## Given entries
######

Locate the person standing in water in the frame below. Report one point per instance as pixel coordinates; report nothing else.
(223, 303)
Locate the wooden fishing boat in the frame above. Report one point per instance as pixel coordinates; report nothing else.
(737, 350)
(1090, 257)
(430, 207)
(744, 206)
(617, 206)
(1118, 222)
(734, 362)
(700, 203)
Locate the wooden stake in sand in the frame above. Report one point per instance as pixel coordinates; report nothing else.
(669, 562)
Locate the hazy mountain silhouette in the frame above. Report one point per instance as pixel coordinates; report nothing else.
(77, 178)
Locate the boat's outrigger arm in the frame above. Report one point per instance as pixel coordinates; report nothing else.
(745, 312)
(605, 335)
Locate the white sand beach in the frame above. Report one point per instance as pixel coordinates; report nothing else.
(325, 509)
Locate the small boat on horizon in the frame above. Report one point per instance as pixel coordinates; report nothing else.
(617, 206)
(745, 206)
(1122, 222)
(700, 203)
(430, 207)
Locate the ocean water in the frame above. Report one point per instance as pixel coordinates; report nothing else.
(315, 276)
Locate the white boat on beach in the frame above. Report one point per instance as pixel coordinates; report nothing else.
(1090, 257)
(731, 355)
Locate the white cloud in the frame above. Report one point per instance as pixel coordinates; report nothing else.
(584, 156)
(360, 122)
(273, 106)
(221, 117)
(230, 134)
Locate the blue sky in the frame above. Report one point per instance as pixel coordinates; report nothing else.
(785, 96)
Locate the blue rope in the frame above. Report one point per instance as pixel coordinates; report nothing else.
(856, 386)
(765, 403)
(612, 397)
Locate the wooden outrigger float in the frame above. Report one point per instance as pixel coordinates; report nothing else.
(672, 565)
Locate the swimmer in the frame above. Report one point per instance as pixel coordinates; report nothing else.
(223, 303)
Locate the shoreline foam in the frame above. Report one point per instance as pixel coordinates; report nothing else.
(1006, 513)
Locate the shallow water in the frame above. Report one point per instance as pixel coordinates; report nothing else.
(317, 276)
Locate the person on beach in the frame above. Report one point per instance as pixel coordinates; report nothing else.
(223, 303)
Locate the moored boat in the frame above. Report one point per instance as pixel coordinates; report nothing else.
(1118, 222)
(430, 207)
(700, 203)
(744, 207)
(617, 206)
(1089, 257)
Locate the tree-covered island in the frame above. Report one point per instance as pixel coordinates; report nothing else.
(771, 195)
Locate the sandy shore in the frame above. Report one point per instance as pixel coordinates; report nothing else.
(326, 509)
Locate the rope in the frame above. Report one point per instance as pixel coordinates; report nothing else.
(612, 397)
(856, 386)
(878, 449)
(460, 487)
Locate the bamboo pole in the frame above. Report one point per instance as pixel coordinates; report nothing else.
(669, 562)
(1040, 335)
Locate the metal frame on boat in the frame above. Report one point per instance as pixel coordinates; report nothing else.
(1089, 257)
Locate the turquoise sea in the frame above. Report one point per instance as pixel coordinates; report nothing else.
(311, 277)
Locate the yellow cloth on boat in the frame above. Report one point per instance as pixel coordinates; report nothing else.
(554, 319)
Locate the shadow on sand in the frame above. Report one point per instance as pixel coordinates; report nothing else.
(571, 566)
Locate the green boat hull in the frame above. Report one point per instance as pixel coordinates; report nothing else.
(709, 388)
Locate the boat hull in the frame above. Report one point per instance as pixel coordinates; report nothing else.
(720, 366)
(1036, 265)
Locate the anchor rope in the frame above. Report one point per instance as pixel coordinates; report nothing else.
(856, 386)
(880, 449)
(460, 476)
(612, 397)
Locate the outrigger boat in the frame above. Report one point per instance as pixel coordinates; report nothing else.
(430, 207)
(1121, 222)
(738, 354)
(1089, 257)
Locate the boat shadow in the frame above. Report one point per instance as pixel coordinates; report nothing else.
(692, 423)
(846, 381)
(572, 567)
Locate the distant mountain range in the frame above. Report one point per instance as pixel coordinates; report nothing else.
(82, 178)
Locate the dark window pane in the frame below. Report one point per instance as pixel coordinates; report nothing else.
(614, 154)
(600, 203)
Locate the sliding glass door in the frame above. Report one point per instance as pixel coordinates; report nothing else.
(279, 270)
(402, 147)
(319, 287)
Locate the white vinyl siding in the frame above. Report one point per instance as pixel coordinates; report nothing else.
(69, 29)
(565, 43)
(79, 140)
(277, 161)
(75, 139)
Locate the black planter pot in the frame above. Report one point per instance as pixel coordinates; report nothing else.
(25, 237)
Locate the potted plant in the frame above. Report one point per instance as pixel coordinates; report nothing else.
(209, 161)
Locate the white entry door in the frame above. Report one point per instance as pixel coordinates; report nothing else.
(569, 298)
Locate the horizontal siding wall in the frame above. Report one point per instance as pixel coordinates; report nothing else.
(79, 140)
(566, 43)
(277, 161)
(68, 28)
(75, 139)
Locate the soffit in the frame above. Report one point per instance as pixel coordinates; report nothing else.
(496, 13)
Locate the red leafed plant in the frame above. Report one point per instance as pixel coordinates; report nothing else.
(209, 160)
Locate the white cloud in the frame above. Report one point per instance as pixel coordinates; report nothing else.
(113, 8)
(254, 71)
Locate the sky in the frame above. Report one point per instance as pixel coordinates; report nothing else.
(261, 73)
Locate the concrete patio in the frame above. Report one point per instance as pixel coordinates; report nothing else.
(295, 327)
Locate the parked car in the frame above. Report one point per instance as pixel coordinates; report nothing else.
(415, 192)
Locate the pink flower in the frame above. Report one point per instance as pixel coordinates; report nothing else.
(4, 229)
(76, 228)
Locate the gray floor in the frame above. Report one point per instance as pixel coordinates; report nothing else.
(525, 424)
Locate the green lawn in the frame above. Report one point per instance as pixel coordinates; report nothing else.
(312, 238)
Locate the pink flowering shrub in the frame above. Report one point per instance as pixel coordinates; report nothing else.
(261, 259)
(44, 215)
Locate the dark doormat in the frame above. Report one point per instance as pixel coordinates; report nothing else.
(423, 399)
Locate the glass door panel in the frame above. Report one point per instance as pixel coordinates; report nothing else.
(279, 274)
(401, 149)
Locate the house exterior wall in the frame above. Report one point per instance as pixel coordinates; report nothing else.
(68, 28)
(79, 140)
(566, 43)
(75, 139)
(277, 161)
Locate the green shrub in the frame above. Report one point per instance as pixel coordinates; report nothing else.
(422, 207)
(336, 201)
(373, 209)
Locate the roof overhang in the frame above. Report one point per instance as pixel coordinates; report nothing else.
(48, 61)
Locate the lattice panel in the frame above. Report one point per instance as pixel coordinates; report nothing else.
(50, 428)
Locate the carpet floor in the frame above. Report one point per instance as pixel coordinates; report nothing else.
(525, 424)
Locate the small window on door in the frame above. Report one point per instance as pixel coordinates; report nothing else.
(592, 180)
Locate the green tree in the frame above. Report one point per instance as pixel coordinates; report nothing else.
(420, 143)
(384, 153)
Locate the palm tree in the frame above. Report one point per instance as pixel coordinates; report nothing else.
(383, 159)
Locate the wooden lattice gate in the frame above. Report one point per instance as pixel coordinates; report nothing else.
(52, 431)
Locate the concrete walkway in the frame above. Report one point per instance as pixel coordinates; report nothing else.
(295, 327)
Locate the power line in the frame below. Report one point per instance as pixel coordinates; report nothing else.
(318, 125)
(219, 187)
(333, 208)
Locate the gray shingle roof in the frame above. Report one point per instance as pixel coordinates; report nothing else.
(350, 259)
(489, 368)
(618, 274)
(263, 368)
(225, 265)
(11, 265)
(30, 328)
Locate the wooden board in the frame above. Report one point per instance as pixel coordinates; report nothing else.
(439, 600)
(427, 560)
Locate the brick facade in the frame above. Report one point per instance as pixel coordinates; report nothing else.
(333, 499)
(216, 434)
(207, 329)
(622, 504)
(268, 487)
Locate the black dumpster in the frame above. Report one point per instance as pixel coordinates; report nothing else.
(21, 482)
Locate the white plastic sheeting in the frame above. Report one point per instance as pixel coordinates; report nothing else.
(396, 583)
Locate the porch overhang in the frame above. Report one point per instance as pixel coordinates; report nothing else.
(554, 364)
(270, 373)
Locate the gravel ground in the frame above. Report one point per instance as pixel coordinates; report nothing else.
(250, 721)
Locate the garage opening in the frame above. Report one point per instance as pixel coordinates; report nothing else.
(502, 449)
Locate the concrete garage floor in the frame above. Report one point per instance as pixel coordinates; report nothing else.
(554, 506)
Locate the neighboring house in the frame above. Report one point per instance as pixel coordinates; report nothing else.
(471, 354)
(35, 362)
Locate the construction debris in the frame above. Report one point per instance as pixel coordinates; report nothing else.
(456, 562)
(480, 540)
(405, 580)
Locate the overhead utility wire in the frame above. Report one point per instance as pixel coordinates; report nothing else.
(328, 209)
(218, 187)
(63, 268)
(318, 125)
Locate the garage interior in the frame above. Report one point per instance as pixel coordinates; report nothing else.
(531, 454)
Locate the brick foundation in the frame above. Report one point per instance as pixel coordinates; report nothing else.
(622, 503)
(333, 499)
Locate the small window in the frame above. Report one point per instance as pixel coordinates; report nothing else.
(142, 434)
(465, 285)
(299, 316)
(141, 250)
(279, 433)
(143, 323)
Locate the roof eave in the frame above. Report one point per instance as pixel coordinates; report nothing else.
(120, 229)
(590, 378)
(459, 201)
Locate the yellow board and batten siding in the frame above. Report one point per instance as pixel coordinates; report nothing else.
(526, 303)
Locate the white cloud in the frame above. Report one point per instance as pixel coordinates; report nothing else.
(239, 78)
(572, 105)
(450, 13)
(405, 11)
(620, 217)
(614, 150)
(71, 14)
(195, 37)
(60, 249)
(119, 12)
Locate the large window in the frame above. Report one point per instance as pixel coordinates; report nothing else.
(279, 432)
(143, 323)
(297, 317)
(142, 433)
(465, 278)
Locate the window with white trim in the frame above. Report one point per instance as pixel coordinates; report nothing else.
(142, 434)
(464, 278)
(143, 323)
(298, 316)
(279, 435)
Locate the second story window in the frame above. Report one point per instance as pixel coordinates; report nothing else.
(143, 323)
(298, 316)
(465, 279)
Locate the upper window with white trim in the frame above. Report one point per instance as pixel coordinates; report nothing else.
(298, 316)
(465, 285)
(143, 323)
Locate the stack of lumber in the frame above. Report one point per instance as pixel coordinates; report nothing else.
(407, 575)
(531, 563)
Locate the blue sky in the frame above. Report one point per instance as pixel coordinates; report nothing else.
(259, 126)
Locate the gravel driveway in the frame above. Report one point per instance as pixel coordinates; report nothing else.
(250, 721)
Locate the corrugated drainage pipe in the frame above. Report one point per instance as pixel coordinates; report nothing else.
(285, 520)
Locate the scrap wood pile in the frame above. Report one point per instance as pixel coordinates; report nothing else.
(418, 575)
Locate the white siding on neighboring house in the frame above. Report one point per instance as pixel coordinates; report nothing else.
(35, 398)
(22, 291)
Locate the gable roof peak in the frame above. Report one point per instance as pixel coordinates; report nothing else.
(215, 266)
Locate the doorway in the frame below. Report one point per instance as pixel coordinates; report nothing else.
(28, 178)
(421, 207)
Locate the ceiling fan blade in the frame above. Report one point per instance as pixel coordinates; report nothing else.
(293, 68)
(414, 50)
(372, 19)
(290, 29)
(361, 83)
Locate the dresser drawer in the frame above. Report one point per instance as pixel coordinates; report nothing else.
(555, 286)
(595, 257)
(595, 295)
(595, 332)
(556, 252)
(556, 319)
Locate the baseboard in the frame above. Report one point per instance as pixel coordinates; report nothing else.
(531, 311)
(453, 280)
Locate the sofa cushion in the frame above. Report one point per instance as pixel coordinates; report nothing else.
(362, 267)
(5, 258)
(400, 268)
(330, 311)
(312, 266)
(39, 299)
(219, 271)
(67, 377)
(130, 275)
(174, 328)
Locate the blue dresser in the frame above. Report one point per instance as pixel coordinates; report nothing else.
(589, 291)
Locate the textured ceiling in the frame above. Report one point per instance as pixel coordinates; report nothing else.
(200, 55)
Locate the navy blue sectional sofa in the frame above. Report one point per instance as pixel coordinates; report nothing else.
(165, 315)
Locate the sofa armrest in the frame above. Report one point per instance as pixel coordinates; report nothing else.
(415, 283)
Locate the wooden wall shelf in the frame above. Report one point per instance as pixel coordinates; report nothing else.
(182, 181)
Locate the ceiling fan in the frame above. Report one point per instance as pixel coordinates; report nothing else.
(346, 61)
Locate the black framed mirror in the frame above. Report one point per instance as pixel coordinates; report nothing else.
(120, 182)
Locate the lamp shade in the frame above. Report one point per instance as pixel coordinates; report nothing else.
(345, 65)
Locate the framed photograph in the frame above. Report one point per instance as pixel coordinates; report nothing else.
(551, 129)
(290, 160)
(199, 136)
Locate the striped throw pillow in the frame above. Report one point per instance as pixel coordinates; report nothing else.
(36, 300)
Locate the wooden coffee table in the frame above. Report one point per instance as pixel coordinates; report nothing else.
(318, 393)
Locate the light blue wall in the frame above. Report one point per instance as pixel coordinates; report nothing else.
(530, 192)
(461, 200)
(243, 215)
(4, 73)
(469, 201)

######

## Assignment
Write the line containing "Locate the light" and all the lines after it out again, word for word, through the end of the material, and nothing besides.

## Solution to this exercise
Locate the light blue wall in the frame above. Report one point per instance as pixel coordinates; report nothing else.
(530, 192)
(461, 200)
(243, 215)
(4, 73)
(469, 201)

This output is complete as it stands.